In Memoriam Prof. François Rothen (17.03.1936 - 17.02.2023)
Après son baccalauréat classique (latin-grec), François Rothen entreprend des études de médecine à l’Université de Lausanne en 1954, puis après 3 semestres, il s’oriente vers la physique théorique à la faculté des Sciences. Après son diplôme il prépare une thèse de doctorat sur la supraconductivité et l’observabilité des potentiels électromagnétiques qu’il soutiendra en 1966. Dès lors, en qualité de chargé de cours, il enseignera la physique expérimentale avec une interruption de deux ans qu’il passera à Marburg dans le groupe du Professeur Siegfried Grossmann. De retour à Lausanne il est nommé professeur assistant, puis en 1976 professeur extraordinaire et promu professeur ordinaire en 1979. Sa charge d’enseignement sera complétée avec l’enseignement de la physique du solide ainsi que la physique atomique. Scientifiquement, le Professeur Rothen a couvert 3 périodes : d’abord la supraconductivité, ensuite l’étude des cristaux liquides et finalement la phyllotaxie. Son départ à la retraite marque un tournant important, car il se consacrera à l’écriture de textes de divulgation scientifique et de romans historiques en relation avec la science : au total 15 ouvrages ont parus, dont le dernier posthume.

------------------------------------------------------------

Travail demandé:
a) Énumérez les périodes scientifiques successives que l'hommage au professeur Rothen attribue à sa carrière.
b) Reprenez, s'il vous plaît, l'hommage au professeur Rothen à la suite de sa dernière phrase et prolongez-le de quelques lignes.

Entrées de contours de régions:
------------------------------------------------------------

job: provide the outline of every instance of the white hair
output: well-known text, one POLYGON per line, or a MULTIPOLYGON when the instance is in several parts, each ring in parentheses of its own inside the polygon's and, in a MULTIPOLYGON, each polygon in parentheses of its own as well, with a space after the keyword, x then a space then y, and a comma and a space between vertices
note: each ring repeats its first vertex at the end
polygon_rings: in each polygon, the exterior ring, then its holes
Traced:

------------------------------------------------------------

Ensemble des réponses:
a) la supraconductivité, l'étude des cristaux liquides, la phyllotaxie

b)
En 1976, François, en année sabbatique, a séjourné au Laboratoire de Physique des Solides (LPS) à Orsay avec l’intention de poursuivre ses travaux sur la supraconductivité dans l’équipe de Pierre-Gilles de Gennes. Il partage alors un bureau avec Pawel Pierański, élève d’Etienne Guyon, et fut introduit à un nouveau sujet de recherches d’actualité : les instabilités hydrodynamiques dans les cristaux liquides nématiques, dues au couplage non linéaire entre l’écoulement et l’orientation des molécules. Avec Elisabeth Dubois-Violette (LPS) et ses thésards – Jacques Sadik et André Koch – François s’employa à construire la théorie des instabilités. Plus tard, son thésard Miguel Jorand, Elisabeth Dubois-Violette et Brigitte Pansu (LPS) ont expliqué le comportement visco-élastique des Cristaux Colloïdaux. L’Atelier sur les Cristaux Colloïdaux, organisée avec Paul Chaikin à l’École de Physiques des Houches en 1984, doit beaucoup à François qui assura aussi l’édition des Comptes Rendus de cette rencontre et rédigea un Avant-propos remarquable.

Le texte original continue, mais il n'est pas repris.